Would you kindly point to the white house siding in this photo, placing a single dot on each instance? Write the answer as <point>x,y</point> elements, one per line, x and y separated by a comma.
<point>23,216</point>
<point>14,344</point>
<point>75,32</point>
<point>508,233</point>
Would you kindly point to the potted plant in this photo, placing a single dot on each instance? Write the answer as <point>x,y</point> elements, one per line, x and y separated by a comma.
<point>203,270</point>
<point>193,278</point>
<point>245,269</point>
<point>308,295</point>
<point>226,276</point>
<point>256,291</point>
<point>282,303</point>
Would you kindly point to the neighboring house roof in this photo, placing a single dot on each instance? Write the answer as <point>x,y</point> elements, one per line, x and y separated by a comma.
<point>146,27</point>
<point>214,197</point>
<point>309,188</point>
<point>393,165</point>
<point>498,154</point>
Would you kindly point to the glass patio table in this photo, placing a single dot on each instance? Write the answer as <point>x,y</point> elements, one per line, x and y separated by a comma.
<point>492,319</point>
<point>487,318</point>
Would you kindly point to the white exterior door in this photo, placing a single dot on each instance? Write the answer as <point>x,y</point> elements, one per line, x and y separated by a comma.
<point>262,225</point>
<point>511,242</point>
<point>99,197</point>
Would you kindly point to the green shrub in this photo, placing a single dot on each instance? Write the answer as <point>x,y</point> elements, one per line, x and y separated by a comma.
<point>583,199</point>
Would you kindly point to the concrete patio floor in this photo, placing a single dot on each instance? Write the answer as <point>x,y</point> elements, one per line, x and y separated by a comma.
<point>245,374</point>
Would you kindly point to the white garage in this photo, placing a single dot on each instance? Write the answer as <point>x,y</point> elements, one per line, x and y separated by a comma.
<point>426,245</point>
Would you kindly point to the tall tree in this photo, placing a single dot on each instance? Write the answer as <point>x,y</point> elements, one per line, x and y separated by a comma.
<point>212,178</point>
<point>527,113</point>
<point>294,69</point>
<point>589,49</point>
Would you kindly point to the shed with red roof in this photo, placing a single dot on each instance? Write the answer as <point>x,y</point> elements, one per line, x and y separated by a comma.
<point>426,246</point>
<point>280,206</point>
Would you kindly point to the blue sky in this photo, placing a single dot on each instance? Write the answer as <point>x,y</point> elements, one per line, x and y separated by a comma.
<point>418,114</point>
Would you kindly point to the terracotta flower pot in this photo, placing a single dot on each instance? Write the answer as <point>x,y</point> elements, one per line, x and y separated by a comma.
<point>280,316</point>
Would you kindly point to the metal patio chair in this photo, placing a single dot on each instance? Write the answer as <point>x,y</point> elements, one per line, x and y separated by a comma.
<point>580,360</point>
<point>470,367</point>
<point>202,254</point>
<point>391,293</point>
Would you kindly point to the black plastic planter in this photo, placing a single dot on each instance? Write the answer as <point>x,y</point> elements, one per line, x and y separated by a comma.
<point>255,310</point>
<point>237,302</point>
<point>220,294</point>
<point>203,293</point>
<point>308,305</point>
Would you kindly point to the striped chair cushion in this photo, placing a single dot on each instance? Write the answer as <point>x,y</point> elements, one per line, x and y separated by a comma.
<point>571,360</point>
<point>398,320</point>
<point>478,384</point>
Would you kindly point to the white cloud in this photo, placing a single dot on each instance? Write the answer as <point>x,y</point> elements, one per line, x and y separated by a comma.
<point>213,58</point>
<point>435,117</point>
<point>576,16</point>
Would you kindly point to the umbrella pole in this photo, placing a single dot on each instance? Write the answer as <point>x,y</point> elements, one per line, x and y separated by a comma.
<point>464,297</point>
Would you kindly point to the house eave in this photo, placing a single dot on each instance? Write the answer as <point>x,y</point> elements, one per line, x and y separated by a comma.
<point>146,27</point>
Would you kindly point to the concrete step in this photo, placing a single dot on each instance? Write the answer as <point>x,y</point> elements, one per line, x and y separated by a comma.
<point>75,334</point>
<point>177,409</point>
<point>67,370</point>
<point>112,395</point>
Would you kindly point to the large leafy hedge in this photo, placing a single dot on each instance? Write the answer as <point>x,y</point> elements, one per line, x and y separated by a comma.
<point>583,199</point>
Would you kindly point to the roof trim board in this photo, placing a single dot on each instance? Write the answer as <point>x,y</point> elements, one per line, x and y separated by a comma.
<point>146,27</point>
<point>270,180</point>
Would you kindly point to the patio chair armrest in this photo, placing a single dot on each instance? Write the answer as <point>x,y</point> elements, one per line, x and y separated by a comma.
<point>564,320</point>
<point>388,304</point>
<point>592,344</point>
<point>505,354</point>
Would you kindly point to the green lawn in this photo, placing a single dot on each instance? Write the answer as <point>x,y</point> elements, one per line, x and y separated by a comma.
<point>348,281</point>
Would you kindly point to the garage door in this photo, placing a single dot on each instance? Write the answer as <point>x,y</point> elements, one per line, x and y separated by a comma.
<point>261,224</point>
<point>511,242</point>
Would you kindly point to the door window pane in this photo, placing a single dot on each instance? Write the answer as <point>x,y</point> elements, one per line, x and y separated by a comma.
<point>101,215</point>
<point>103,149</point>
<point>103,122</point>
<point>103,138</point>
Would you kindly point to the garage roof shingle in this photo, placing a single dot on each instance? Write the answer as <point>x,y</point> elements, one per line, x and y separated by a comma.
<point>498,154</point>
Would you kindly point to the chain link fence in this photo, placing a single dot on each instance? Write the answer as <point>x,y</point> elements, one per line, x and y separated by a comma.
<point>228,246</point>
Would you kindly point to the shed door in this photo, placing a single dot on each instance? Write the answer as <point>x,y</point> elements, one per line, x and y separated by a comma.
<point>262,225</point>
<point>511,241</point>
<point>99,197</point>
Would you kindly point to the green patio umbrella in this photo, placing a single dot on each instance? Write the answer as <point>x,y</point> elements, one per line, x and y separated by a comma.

# [Exercise instructions]
The entries are to be transcribed exactly, each line in full.

# [Reply]
Would you kindly point to the white house siding in this photo, placing a single dot on each instance? Write the answer as <point>x,y</point> elements, one per line, x and y separated by a comma.
<point>23,216</point>
<point>14,344</point>
<point>75,32</point>
<point>508,233</point>
Would you kindly point to the potted plant in this photo, placing a single dot on each instance? Write the answer as <point>x,y</point> elements, one per line, x and y separated by a comma.
<point>203,270</point>
<point>193,278</point>
<point>245,269</point>
<point>308,295</point>
<point>226,276</point>
<point>256,291</point>
<point>282,303</point>
Would you kindly point to the neighboring house roof in this photo, placing a single dot on each instance? Write the answer as <point>x,y</point> elements, one per line, x and y separated by a comma.
<point>146,27</point>
<point>214,197</point>
<point>309,188</point>
<point>393,165</point>
<point>498,154</point>
Would you kindly point to the glass patio table in this photo, placing a single dot on each instance? Write the answer as <point>x,y</point> elements, one per line, x and y separated by a comma.
<point>492,319</point>
<point>487,318</point>
Would you kindly point to the white exterior door in this photo, placing a single dot on each instance? Write the answer as <point>x,y</point> elements, one per line, x and y separated by a comma.
<point>262,225</point>
<point>511,242</point>
<point>99,197</point>
Would you kindly point to the green shrub in this photo, placing a single dot on each instance? Write the answer as <point>x,y</point> elements, one per line, x and y separated by a comma.
<point>583,199</point>
Would you kindly point to the concrete patio floor in this photo, placing a single dot on each instance? Write the answer as <point>x,y</point> elements, one per line, x and y separated by a comma.
<point>245,374</point>
Would you kindly point to the white garage in this photo, placing a single dot on each instance? Write the answer as <point>x,y</point> elements, one per line, x and y separated by a comma.
<point>426,245</point>
Would you kindly point to the tall tree in this photo, placing a single dot on each instance? Write the answer as <point>x,y</point> elements, one per line, x and y separated by a comma.
<point>212,178</point>
<point>527,113</point>
<point>294,69</point>
<point>589,49</point>
Would you kindly point to the shed with red roof in this photo, placing a single dot on each instance? Write the answer as <point>x,y</point> elements, one per line, x and y separated by a comma.
<point>426,246</point>
<point>280,206</point>
Would you kindly point to the blue sky in this photo, placing a single dot on each instance? Write the answer as <point>x,y</point> elements, one per line, x and y separated by a comma.
<point>418,114</point>
Would you kindly point to the terracotta flower pot in this photo, placing a single dot on each instance? Write the answer as <point>x,y</point> elements, one per line, x and y separated by a comma.
<point>280,316</point>
Would you kindly point to the metal patio chair in this photo, placing a single dot on each instance? Write the answer as <point>x,y</point> elements, one per line, x and y separated by a comma.
<point>580,360</point>
<point>470,367</point>
<point>202,254</point>
<point>391,293</point>
Would you kindly point to the black plastic planter in this photo, placing a single dot on each instance? Write the answer as <point>x,y</point> elements, one per line, x and y separated by a comma.
<point>255,310</point>
<point>237,302</point>
<point>220,294</point>
<point>203,293</point>
<point>308,305</point>
Would you kindly point to the striped chair cushion in this photo, placing a single dot on each instance? Write the answer as <point>x,y</point> elements, one per line, x and y separated by a comma.
<point>571,360</point>
<point>398,320</point>
<point>478,384</point>
Would you kindly point to the white cloud in this photo, placing a single dot on each instance? Write the answer as <point>x,y</point> elements, one per line, x and y separated by a comma.
<point>213,58</point>
<point>435,117</point>
<point>576,16</point>
Would you kindly point to the umbrella pole in this photo, placing a single dot on each instance? Write the answer as <point>x,y</point> elements, one per line, x and y separated by a comma.
<point>464,297</point>
Would you kindly point to the house eave in this photo, placing a single dot on each instance? Write the answer as <point>x,y</point> elements, one per line, x and y separated by a comma.
<point>146,27</point>
Would you kindly point to the concrete step in this photo, placing a single dot on each instance? Write the answer as <point>x,y</point> elements, one per line, x and y separated by a comma.
<point>75,334</point>
<point>177,409</point>
<point>67,370</point>
<point>112,395</point>
Would you kindly point to the large leafy hedge in this photo, placing a single dot on each instance? Write the answer as <point>x,y</point> elements, one per line, x and y separated by a comma.
<point>583,199</point>
Would you kindly point to the roof trim board in this photo, placing a single dot on each instance? Write the answer as <point>x,y</point> elements, one per line, x and y separated by a comma.
<point>146,27</point>
<point>270,180</point>
Would you kindly point to the patio chair armrest in this photo, placing a single dot on each instance? Write the answer as <point>x,y</point> elements, one per line, x and y separated by a comma.
<point>564,320</point>
<point>388,304</point>
<point>592,344</point>
<point>505,354</point>
Would you kindly point to the green lawn in this photo, placing a single dot on each instance? Write the answer as <point>x,y</point> elements, one per line, x and y separated by a comma.
<point>348,281</point>
Would you kindly point to the garage door in this photo, placing a single dot on each instance? Write the answer as <point>x,y</point> elements, one per line, x and y separated by a comma.
<point>261,224</point>
<point>511,242</point>
Would you kindly point to the door window pane in this photo, placing a single dot on each instance? Write the answer as <point>x,y</point> elements, one per line, x and y separated by a comma.
<point>101,215</point>
<point>103,149</point>
<point>103,122</point>
<point>103,138</point>
Would you kindly point to the garage roof shingle in this photo, placing a single dot on each instance? Write the answer as <point>x,y</point> elements, one per line, x and y separated by a comma.
<point>498,154</point>
Would you kindly point to the chain link fence in this photo, placing a single dot on each instance? Write the answer as <point>x,y</point> elements, one per line, x and y separated by a comma.
<point>228,246</point>
Would you kindly point to the shed door in this photo, placing a single dot on each instance? Write the answer as <point>x,y</point> elements, one per line, x and y separated by a comma.
<point>262,225</point>
<point>511,241</point>
<point>99,197</point>
Would you kindly point to the green patio umbrella in this photo, placing a single dot on each instance? Write the answer as <point>x,y</point> elements, one per line, x and y separated by a comma.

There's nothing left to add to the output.